======== Available records

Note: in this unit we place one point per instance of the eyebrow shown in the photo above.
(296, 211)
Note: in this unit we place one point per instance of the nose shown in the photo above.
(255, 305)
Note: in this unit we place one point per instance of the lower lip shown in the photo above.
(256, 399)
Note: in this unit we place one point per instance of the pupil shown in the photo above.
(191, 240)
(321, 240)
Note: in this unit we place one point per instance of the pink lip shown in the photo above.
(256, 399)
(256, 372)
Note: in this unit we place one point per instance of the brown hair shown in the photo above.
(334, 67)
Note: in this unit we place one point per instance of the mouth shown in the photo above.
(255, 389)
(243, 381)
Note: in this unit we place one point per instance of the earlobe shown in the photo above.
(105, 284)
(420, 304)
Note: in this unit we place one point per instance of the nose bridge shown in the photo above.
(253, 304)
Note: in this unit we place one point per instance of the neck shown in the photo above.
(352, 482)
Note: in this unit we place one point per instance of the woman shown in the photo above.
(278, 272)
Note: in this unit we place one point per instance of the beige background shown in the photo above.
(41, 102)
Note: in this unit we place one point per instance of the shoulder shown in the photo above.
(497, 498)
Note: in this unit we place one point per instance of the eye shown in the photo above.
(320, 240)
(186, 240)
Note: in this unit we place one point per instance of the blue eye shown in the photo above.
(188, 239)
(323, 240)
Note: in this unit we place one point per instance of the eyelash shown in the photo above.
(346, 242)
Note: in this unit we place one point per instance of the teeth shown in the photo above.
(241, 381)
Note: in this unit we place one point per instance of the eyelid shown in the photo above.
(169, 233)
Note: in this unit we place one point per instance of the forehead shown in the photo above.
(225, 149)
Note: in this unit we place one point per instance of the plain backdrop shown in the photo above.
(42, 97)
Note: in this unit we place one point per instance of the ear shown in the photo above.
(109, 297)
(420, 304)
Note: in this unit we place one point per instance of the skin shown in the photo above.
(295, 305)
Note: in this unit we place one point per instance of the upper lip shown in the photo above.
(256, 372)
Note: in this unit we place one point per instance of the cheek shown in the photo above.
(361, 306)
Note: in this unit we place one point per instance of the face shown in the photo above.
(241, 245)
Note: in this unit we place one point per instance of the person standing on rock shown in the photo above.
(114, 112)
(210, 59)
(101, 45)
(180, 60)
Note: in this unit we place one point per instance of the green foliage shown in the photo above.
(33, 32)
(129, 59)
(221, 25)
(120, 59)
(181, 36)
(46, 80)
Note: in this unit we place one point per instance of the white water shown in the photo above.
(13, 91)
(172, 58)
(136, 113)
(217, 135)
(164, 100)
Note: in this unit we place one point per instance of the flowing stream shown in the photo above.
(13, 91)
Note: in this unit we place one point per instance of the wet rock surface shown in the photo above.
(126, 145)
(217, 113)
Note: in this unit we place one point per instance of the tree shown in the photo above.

================

In this exercise, repeat the entries above verbatim.

▸ Answer to the exercise
Note: in this unit we place one point per instance of the eyebrow shown in the photo above.
(296, 211)
Note: in this unit we place one point per instance of the nose shown in the photo above.
(255, 305)
Note: in this unit we place one point per instance of the lower lip shown in the photo above.
(256, 399)
Note: in this unit we place one point per instance of the pupil shown in the photo above.
(191, 240)
(321, 240)
Note: in this unit we place one point per instance of the pink lip shown in the photo above.
(256, 399)
(256, 372)
Note: in this unit we place one point per instance of the brown hair shown in the photo above.
(334, 67)
Note: in this unit we place one point per instance of the mouth shown in the photo above.
(255, 389)
(243, 381)
Note: in this unit we place one point per instance of the earlobe shown in the photo above.
(105, 284)
(420, 304)
Note: in this unit we place one point per instance of the nose bridge shown in the photo above.
(253, 304)
Note: in this unit we place one point per instance of the neck shown in the photo above.
(352, 482)
Note: in this unit we place one point per instance of the woman shown in the photo above.
(278, 272)
Note: in this unit we place one point per instance of the beige background shown in the photo above.
(41, 102)
Note: in this unit we place one point per instance of the shoulder shown in the photo above.
(497, 498)
Note: in this unit we place one point per instance of the eye shown in the photo above.
(320, 240)
(186, 240)
Note: in this unit we place one point per instance of the blue eye shown in the photo above.
(188, 239)
(323, 240)
Note: in this unit we place one point per instance of the eyelash shown in the photo above.
(346, 242)
Note: in this unit we place one point per instance of the teeth shown in the photo above.
(241, 381)
Note: in this unit we place one point per instance of the eyelid shown in the photo above.
(169, 233)
Note: in this unit we place one point per instance of the forehead shown in the photo above.
(225, 149)
Note: in this unit we place one point per instance of the plain backdrop shown in the photo above.
(42, 97)
Note: in this unit we place one point per instance of the ear shown in the photo above.
(109, 297)
(420, 304)
Note: in this unit we place one point per instance of the skin shown in the photo above.
(295, 305)
Note: in this unit we place one point per instance of the upper lip shown in the photo above.
(256, 372)
Note: in this unit we place one point per instance of the cheek shown in the photo above.
(361, 306)
Note: in this unit we place one point per instance of the face shown in the photo above.
(241, 245)
Note: in this unit we place one point per instance of the person standing on rock shown in the photo above.
(114, 112)
(210, 59)
(101, 45)
(180, 60)
Note: in this unit we place one point per instance of the green foliage shown in the photo above.
(33, 32)
(129, 59)
(221, 25)
(120, 59)
(181, 36)
(46, 80)
Note: in this unit we place one point per instance of the white water shown in the photo above.
(13, 91)
(172, 58)
(136, 113)
(217, 135)
(164, 100)
Note: in this unit we place one point per instance of the flowing stream shown in the photo above.
(13, 91)
Note: in this unit we place one point per instance of the wet rock surface shown in the photo above.
(126, 145)
(217, 113)
Note: in this unit we place one point per instance of the tree shown in the photo above.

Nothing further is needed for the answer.